::: Wyświetlane informacje

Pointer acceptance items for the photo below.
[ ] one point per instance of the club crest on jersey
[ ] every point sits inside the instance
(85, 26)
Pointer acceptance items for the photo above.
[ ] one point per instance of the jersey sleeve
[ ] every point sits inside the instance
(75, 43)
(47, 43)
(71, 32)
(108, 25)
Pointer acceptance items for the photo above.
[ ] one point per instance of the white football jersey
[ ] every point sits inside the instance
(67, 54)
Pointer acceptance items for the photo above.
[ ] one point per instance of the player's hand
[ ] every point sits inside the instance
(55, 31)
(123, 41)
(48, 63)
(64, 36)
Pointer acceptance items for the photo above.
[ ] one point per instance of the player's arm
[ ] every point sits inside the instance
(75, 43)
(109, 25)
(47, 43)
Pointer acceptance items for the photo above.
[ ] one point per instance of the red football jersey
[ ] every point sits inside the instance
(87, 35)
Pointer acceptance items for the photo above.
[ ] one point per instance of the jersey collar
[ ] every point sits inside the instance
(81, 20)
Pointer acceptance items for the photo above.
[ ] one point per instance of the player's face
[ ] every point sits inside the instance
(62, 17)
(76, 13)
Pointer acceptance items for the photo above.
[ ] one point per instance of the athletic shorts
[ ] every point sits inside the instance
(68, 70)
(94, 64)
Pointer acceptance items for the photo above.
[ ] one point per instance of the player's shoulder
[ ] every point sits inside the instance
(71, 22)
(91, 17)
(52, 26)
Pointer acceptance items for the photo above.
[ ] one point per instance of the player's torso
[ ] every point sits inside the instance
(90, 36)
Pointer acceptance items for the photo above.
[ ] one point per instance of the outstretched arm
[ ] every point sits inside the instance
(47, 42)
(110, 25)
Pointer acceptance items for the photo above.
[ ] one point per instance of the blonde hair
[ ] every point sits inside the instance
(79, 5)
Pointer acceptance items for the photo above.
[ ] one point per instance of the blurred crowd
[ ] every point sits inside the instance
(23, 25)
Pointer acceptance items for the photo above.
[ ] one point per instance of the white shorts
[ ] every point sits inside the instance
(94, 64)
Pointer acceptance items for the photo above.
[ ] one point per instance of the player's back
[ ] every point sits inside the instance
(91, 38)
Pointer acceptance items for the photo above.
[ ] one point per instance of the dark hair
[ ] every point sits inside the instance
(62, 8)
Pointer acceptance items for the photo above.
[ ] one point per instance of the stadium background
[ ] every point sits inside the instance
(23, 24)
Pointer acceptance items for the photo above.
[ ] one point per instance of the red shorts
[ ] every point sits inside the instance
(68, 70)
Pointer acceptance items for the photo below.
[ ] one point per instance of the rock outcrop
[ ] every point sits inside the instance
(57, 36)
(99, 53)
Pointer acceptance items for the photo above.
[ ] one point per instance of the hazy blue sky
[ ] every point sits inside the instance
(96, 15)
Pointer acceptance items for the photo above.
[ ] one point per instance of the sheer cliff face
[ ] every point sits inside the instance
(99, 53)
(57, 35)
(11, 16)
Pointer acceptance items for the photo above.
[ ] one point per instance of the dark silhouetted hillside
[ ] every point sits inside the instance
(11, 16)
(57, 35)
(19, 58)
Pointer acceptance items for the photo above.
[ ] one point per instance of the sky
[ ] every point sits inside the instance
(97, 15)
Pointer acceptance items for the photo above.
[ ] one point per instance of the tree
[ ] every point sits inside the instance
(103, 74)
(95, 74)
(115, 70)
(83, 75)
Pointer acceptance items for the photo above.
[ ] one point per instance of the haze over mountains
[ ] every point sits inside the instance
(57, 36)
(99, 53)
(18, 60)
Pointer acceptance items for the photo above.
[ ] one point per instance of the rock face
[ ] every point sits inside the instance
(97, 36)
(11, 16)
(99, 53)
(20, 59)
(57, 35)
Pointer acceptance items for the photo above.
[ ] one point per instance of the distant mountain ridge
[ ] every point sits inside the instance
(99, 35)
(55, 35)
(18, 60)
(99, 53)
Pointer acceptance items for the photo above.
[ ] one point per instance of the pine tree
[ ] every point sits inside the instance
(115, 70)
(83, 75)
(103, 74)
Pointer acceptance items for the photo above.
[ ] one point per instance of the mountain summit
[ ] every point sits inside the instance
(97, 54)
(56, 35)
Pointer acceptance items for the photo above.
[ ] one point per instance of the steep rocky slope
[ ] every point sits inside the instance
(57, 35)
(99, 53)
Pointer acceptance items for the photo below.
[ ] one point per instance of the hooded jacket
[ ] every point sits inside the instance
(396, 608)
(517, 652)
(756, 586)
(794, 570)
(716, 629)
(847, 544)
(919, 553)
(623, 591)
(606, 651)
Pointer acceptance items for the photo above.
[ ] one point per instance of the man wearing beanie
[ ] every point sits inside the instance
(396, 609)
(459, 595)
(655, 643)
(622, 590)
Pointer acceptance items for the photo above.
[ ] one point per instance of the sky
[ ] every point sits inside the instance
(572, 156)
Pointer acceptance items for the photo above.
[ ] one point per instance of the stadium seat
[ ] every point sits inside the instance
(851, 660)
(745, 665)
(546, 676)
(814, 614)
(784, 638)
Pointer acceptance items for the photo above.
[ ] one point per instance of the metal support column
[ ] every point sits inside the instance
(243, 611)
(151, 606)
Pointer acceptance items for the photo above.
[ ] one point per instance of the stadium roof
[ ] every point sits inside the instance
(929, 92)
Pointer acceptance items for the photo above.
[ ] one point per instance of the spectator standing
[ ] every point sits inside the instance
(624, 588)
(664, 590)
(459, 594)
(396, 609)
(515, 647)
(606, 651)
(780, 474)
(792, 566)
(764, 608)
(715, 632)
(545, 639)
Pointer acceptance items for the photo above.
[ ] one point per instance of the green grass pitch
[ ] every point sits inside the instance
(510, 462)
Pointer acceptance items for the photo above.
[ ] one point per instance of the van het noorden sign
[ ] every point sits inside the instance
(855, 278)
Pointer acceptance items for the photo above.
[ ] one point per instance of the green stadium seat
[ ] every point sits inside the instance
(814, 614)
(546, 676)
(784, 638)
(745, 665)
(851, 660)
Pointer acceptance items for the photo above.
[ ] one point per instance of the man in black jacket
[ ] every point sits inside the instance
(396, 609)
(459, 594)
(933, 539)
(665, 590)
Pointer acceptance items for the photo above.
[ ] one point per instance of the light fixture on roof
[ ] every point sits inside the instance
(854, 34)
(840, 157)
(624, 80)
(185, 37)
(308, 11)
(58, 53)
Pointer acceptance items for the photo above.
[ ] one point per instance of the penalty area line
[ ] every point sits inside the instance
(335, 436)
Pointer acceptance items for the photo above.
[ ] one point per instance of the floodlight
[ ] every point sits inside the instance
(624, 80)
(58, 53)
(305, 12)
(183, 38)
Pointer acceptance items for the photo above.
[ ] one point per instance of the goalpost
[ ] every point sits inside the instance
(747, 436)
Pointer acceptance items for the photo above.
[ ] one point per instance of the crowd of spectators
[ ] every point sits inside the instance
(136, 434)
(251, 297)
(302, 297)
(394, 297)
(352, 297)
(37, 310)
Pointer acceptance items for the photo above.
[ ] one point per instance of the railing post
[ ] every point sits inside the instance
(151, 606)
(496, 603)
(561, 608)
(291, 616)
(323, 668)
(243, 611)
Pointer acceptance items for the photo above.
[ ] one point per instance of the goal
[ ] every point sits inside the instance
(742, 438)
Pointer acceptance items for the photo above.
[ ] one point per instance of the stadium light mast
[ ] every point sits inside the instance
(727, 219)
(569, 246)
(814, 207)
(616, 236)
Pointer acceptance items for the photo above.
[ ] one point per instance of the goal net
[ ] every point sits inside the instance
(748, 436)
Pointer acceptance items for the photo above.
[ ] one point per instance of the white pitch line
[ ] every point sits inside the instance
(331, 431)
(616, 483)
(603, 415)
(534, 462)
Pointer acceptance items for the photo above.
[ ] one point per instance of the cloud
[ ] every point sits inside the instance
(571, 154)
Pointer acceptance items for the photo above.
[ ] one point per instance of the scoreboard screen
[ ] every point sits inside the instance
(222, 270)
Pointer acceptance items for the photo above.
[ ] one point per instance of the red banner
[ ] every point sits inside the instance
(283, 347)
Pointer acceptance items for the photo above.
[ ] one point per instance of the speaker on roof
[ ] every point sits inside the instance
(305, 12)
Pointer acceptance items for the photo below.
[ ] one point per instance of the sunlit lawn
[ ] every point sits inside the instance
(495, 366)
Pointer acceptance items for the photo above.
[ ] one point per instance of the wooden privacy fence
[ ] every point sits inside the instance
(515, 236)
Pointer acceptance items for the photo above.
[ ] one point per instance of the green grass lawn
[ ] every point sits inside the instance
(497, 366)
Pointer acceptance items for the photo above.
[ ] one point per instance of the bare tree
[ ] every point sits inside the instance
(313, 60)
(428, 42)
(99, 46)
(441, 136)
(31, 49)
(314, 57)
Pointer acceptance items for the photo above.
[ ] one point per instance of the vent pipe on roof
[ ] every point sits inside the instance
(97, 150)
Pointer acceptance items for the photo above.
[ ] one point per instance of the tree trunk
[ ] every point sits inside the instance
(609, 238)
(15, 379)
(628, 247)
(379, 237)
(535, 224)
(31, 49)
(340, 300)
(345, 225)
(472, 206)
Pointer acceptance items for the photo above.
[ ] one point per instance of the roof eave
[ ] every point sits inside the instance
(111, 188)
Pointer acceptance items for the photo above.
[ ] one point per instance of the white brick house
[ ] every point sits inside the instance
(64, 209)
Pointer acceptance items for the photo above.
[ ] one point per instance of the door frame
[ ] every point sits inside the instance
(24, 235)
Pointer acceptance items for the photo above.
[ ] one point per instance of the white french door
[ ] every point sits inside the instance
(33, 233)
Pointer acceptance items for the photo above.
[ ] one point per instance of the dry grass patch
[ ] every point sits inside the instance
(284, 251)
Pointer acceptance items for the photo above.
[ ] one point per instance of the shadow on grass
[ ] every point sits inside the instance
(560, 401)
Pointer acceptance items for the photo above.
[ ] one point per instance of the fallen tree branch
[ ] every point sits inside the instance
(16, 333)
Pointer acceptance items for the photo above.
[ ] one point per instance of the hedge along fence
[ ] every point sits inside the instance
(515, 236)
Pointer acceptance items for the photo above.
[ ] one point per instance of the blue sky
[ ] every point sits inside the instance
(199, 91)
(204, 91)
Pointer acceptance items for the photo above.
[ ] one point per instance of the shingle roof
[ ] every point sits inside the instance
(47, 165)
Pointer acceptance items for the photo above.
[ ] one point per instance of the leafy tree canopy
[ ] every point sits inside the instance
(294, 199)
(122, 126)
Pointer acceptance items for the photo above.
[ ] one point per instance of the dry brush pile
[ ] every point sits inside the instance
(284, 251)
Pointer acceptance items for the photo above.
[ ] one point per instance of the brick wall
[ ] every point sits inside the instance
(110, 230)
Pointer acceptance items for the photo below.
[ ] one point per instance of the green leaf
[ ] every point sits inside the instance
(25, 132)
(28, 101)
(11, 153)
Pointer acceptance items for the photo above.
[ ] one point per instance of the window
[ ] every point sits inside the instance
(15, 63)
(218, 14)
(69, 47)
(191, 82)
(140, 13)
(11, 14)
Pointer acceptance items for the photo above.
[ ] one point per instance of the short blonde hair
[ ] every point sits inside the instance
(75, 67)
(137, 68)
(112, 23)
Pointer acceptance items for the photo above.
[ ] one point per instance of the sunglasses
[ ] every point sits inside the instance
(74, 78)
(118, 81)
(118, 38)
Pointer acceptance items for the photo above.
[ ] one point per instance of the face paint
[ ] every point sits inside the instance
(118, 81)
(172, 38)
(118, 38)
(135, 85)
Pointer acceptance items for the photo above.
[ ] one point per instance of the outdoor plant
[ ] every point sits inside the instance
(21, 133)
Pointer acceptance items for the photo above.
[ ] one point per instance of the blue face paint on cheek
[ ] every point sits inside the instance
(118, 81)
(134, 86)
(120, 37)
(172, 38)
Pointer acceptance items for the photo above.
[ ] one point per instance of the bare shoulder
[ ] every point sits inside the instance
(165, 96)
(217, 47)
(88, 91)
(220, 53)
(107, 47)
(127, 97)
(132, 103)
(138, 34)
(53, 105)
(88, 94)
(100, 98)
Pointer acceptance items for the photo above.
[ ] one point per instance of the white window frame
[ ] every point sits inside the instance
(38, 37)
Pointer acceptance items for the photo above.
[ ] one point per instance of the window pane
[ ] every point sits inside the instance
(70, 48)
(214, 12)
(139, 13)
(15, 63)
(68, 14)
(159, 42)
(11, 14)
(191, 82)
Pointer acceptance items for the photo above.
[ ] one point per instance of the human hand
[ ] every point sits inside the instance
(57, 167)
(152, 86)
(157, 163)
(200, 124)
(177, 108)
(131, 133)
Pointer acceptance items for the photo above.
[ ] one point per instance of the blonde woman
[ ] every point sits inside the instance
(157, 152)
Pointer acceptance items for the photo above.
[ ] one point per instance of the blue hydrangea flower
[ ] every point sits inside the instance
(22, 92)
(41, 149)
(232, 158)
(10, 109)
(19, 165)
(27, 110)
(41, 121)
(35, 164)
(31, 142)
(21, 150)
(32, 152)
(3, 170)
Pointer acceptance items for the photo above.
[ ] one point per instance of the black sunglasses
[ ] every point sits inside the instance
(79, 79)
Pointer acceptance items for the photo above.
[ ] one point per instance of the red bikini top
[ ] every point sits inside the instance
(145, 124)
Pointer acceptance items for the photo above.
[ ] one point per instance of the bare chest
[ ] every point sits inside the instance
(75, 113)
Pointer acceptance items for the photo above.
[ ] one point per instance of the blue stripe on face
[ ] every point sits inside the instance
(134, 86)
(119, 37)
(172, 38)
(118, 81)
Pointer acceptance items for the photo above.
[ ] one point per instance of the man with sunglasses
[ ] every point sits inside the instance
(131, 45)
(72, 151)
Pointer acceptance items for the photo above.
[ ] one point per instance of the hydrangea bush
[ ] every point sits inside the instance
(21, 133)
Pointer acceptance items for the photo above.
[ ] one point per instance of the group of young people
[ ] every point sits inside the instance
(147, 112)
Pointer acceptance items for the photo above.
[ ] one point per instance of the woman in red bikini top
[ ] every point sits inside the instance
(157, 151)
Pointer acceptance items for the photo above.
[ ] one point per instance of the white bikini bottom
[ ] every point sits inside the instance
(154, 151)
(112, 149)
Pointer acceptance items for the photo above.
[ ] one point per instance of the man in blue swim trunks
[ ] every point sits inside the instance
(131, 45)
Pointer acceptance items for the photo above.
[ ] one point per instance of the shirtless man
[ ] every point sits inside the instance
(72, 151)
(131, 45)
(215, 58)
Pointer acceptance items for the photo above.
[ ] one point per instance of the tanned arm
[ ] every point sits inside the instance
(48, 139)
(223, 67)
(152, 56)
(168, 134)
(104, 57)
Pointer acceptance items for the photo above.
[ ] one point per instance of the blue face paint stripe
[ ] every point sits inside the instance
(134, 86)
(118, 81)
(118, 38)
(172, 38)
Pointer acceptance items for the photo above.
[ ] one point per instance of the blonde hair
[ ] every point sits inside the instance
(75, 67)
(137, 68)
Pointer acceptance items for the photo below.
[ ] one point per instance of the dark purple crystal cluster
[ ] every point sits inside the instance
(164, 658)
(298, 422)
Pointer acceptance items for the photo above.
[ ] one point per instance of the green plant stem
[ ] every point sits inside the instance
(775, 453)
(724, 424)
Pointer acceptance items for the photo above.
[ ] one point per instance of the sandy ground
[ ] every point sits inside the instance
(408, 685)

::::::

→ Wymagania zadania:
Wskaż w rekordach powyżej wszystkie wiersze zawierające słowo „black” i przepisz każdy z nich w całości.

→ Wynik:
[ ] one point per instance of the man in black jacket
[ ] one point per instance of the black sunglasses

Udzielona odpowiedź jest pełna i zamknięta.